### GIVEN EXERCISE 1
Set down, word for word, the portion of the Bill C-69 article that opens with the words containing "The Liberals are" and closes with "threatening national unity.".

### SOURCE TEXT
OTTAWA — Prime Minister Justin Trudeau says it is “absolutely irresponsible” for conservative premiers to threaten to tear Canada apart if the government doesn’t accept all the Senate’s amendments to new environmental-assessment legislation.
The Liberals are expected to say as early as Wednesday what they want to do with the 187 amendments made to Bill C-69 in the Senate last week. The bill would revamp the way the federal government evaluates major infrastructure projects, from pipelines to interprovincial highways.
The conservative premiers in Alberta, Saskatchewan, Manitoba, Ontario and New Brunswick, and the non-partisan premier of the Northwest Territories, wrote an “urgent” letter to Trudeau Monday telling him that he must accept every last one of the amendments or he will be threatening national unity.
They say Bill C-69 will make it virtually impossible to ever build another major pipeline in Canada and will drive away jobs and investment in the energy sector.
The premiers also want him to scrap Bill C-48, which would put a permanent ban on oil tankers’ loading at ports in British Columbia north of Vancouver Island.
Trudeau lashed out at the premiers when the letter was raised by deputy Conservative leader Lisa Raitt during question period.
“Will the prime minister do the right thing, consider the amendments from the Senate and agree to every single one of them?” she asked.
Trudeau said the government is happy to accept amendments that make the bill better and are in the best interests of the country.
“What we will not do is accept the premiers’ saying ‘There is a threat to national unity if we don’t get our way,’ ” Trudeau said. “That is not the way to hold this country together.”
Alberta Premier Jason Kenney was not impressed, saying the premiers signed the letter “in the best tradition of co-operative federalism.”
“We only asked to be heard, and this dismissive response from the federal government is the real threat to the national economy and to national unity,” he said in a tweet.
Raitt said the premiers were warning about national unity but that they did so as premiers representing a majority of Canadians.
Trudeau said for the first time that at least one of the Senate’s amendments, which he says makes Indigenous consultation “optional,” is a no-go.
“I don’t think Canadians want to go back to Stephen Harper’s years of ignoring Indigenous Peoples in how we build resource projects. That’s a good way to get nothing done, the way Stephen Harper did over 10 years.”
The federal cabinet considered the issue at its weekly meeting Tuesday and a motion listing which amendments the government will accept and which ones it won’t could be tabled for debate in the House of Commons as early as Wednesday.
Bill C-69 fulfils a Liberal election promise to redo the way major national projects are assessed; Trudeau has said previous changes made by the Conservative government in 2012 led only to court challenges. Among the new changes are:
— creating a new Impact Assessment Agency to conduct the reviews,
— limiting the influence of regulators like the National Energy Board in project approvals, and
— requiring the reasons for an approval or denial to be made public, including any science used to reach the conclusion.
Trudeau is under intense pressure from environment groups to reject almost all the Senate amendments, which the groups say are directly taken from the demands of the oil and gas sector and cut into the bill’s attempts to balance protecting the environment and economic growth.
Environmental Defence, Greenpeace Canada and the West Coast Environmental Law Association say the amendments weaken the requirement to consider a project’s impact on climate change, reduce the ability of the public to participate in assessment hearings, and limit the right to ask a court to review a project approval.

### RECORDS FOR THE EXERCISE

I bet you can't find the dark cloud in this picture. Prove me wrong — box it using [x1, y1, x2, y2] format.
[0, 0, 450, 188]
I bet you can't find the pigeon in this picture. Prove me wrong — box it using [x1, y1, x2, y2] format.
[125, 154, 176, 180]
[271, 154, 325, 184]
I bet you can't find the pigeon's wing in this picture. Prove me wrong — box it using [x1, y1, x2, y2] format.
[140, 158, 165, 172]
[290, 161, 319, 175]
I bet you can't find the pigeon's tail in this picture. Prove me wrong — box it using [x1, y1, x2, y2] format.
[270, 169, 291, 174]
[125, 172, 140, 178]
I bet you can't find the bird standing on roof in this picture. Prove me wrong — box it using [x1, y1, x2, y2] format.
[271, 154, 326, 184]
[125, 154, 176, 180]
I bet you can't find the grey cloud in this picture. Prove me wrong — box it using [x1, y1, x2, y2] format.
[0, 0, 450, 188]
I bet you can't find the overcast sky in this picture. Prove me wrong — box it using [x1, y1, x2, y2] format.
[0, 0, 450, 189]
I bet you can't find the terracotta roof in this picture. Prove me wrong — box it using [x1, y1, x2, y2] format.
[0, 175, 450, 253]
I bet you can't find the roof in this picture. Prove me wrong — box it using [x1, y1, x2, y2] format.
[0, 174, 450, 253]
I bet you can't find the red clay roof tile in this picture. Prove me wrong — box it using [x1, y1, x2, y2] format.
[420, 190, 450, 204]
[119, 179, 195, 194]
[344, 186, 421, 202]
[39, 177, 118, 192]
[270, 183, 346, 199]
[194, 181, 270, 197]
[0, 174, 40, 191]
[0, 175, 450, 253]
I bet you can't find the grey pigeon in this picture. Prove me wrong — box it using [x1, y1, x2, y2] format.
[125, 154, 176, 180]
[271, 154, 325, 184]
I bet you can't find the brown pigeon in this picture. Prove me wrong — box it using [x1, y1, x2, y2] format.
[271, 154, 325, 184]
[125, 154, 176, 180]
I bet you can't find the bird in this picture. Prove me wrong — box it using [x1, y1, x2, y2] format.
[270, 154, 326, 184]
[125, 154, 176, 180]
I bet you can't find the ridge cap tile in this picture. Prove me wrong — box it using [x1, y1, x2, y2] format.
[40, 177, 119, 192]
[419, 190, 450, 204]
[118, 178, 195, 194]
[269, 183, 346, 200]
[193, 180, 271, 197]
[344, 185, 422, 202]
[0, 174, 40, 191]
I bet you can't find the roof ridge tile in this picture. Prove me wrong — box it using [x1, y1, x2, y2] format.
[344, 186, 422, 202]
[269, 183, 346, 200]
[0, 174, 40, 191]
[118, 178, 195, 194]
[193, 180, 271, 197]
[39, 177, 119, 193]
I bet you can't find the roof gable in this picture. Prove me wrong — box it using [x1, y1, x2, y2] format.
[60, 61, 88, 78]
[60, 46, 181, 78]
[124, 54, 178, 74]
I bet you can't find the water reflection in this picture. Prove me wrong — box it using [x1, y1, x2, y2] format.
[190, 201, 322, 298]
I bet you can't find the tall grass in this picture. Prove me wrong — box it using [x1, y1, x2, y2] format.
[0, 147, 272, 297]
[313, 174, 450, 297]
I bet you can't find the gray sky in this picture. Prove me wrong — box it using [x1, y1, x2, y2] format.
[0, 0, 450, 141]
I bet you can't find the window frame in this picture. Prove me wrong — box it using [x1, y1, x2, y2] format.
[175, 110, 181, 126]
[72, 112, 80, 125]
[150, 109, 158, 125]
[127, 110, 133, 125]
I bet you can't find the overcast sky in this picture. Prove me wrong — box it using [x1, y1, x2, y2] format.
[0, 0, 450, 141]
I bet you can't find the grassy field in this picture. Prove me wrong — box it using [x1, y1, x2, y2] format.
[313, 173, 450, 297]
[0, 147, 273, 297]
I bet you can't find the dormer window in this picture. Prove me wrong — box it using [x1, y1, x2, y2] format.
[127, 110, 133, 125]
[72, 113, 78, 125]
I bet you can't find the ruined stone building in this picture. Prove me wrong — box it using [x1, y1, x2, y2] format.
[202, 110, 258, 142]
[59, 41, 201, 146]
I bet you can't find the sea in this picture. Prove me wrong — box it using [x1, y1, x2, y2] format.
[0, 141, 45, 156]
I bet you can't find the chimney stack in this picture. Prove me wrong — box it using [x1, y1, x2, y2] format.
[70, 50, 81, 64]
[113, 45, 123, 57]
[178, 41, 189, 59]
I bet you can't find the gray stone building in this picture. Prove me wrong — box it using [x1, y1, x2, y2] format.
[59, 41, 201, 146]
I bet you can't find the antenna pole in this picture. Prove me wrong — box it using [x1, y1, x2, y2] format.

### GIVEN EXERCISE 2
Rewrite the entries from the line containing "I bet you can't find the pigeon's tail" through the line containing "[0, 0, 450, 189]", both included, as a Markdown table with the columns Row and Line. Give each line a row number and leave out blank lines.

### RESPONSE 1
The Liberals are expected to say as early as Wednesday what they want to do with the 187 amendments made to Bill C-69 in the Senate last week. The bill would revamp the way the federal government evaluates major infrastructure projects, from pipelines to interprovincial highways.
The conservative premiers in Alberta, Saskatchewan, Manitoba, Ontario and New Brunswick, and the non-partisan premier of the Northwest Territories, wrote an “urgent” letter to Trudeau Monday telling him that he must accept every last one of the amendments or he will be threatening national unity.

### RESPONSE 2
| Row | Line |
|---|---|
| 1 | I bet you can't find the pigeon's tail in this picture. Prove me wrong — box it using [x1, y1, x2, y2] format. |
| 2 | [270, 169, 291, 174] |
| 3 | [125, 172, 140, 178] |
| 4 | I bet you can't find the bird standing on roof in this picture. Prove me wrong — box it using [x1, y1, x2, y2] format. |
| 5 | [271, 154, 326, 184] |
| 6 | [125, 154, 176, 180] |
| 7 | I bet you can't find the grey cloud in this picture. Prove me wrong — box it using [x1, y1, x2, y2] format. |
| 8 | [0, 0, 450, 188] |
| 9 | I bet you can't find the overcast sky in this picture. Prove me wrong — box it using [x1, y1, x2, y2] format. |
| 10 | [0, 0, 450, 189] |